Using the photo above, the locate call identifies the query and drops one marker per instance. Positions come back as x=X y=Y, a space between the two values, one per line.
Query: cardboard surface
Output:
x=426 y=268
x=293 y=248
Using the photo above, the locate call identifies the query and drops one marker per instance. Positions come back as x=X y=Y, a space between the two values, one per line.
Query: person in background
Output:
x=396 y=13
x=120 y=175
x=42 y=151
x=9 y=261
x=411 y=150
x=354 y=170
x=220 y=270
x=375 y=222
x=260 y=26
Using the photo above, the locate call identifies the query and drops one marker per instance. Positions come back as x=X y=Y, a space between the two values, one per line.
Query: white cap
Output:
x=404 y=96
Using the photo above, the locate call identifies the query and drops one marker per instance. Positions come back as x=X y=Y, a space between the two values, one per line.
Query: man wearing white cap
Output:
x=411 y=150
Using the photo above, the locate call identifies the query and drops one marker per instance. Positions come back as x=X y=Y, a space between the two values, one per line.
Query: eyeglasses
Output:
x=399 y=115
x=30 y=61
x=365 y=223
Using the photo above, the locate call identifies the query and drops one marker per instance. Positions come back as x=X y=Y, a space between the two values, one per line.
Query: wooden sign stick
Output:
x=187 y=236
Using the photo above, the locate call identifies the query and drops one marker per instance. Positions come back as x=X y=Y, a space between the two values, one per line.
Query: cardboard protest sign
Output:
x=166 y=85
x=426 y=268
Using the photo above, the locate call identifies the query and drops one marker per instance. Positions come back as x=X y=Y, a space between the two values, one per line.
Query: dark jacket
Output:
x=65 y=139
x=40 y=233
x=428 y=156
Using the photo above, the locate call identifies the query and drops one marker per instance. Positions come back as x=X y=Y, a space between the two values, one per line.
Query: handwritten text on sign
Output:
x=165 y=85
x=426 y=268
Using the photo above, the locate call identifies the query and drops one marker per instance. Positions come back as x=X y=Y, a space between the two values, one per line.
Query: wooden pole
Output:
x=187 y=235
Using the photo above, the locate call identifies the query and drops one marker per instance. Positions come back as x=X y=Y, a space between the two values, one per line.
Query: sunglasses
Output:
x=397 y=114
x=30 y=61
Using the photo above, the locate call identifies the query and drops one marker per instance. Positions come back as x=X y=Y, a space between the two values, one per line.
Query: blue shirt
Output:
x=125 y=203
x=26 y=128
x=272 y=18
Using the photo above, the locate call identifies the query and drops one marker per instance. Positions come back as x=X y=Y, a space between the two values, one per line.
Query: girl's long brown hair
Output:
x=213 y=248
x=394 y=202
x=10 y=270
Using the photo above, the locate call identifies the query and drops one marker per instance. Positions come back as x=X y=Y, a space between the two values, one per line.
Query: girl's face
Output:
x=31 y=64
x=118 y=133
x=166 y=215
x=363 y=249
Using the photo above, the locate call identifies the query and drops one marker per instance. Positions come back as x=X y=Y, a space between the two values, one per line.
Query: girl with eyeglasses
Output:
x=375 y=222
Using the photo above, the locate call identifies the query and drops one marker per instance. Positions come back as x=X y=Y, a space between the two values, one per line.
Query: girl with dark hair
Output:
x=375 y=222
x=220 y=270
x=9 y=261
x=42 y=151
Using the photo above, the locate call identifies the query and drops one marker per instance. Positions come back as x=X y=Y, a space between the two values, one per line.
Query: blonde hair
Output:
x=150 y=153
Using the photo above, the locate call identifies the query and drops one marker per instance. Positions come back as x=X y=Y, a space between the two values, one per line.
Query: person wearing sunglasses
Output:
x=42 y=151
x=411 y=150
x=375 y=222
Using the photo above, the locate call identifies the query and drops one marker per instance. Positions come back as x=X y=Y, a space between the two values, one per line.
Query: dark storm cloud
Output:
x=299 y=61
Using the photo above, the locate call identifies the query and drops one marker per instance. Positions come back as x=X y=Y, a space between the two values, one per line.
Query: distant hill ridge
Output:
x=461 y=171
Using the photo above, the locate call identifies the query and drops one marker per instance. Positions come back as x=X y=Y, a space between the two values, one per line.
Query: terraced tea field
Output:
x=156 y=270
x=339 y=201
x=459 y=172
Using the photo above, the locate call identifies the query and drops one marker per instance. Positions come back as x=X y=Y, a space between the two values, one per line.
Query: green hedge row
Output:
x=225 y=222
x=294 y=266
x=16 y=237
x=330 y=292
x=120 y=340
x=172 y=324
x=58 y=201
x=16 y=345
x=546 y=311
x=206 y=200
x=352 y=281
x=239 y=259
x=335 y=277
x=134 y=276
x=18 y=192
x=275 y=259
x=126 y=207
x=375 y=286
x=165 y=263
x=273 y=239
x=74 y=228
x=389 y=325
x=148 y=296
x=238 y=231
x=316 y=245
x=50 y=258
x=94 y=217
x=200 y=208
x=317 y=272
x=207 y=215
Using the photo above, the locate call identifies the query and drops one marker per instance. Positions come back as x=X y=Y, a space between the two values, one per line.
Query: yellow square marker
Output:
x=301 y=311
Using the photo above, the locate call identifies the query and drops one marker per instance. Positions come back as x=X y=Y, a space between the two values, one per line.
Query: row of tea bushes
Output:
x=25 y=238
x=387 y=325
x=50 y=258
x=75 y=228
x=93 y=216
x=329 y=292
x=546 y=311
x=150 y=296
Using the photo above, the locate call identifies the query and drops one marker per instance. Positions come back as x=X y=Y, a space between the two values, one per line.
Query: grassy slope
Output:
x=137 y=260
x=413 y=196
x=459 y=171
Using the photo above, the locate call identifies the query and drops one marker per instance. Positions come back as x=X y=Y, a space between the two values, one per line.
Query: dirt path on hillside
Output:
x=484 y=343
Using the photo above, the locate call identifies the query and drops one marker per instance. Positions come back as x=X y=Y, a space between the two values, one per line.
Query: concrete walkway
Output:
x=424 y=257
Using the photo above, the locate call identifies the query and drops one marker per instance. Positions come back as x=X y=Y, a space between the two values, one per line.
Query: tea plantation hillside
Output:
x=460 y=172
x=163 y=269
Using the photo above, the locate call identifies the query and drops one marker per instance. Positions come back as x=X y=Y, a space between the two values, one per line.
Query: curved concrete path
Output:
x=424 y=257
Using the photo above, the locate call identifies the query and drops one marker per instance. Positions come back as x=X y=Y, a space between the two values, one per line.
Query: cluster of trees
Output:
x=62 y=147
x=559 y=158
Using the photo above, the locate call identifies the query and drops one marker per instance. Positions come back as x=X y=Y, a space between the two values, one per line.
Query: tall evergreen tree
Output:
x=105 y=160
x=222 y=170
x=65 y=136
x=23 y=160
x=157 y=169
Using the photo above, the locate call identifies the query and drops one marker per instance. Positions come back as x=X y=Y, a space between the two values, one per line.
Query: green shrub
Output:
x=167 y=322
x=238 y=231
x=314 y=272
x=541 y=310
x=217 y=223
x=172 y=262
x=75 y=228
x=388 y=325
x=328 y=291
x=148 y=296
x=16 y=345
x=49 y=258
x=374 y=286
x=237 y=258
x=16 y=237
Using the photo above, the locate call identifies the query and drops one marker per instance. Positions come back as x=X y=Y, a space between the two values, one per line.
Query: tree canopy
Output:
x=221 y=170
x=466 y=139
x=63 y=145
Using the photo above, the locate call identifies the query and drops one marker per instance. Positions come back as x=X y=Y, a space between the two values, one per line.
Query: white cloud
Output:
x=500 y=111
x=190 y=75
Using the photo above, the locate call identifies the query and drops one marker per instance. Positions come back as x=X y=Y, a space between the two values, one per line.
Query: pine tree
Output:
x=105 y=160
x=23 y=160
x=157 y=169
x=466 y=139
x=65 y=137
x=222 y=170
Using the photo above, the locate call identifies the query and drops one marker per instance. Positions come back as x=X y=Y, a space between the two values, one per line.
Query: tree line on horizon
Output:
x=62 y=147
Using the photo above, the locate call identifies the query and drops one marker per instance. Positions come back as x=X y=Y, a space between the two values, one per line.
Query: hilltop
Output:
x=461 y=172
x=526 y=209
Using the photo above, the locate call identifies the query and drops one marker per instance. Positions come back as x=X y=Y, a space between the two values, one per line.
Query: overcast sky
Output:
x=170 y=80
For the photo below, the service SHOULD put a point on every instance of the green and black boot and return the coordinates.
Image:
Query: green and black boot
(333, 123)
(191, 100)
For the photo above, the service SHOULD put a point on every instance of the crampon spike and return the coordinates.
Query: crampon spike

What you have to do:
Reproduce the records above line by line, without any change, up to and including the line that holds "Query: person in background".

Solution to the problem:
Using the photo above, the locate call identifies the query and drops one marker per instance. Positions come back as x=X y=Y, a space between the two values, one per line.
Query: cardboard surface
Output:
x=426 y=268
x=293 y=248
Using the photo above, the locate call identifies the query and drops one marker per instance. Positions come back as x=X y=Y, a space between the two values, one per line.
Query: person in background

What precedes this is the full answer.